◆ PAGE ◆
+++
Move tests to its own files Round 1

Author: ignacio-chiazzo

LeetcodeProblemsTests/Best_Time_To_Buy_And_Sell_Stock_II_Test.js

@@ -1,68 +1,9 @@
-/*
-https://leetcode.com/problems/best-time-to-buy-and-sell-stock-ii/
-Best Time to Buy and Sell Stock II
-
-Say you have an array for which the ith element is the price of a given stock on day i.
-
-Design an algorithm to find the maximum profit. You may complete as many transactions as you like (i.e., buy one and sell one share of the stock multiple times).
-
-Note: You may not engage in multiple transactions at the same time (i.e., you must sell the stock before you buy again).
+++
◆ WHAT THIS EXERCISE ASKS ◆
1. Copy the commit text from "LeetcodeProblemsTests/Best_Time_To_Buy_And_Sell_Stock_II_Test.js" to "stock on day i.", word for word.
2. Using the commit text, answer these:
(a) Who is listed as the author?
(b) Which test file is named?
(c) According to the note, what must be done before buying again?

◆ DATA LINES ◆
+++
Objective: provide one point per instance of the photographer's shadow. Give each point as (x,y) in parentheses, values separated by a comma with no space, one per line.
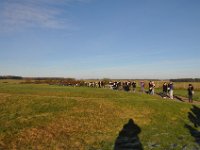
+++
◆ SOLVED TASKS ◆
1.
LeetcodeProblemsTests/Best_Time_To_Buy_And_Sell_Stock_II_Test.js

@@ -1,68 +1,9 @@
-/*
-https://leetcode.com/problems/best-time-to-buy-and-sell-stock-ii/
-Best Time to Buy and Sell Stock II
-
-Say you have an array for which the ith element is the price of a given stock on day i.

2.
(a) ignacio-chiazzo
(b) LeetcodeProblemsTests/Best_Time_To_Buy_And_Sell_Stock_II_Test.js
(c) You must sell the stock.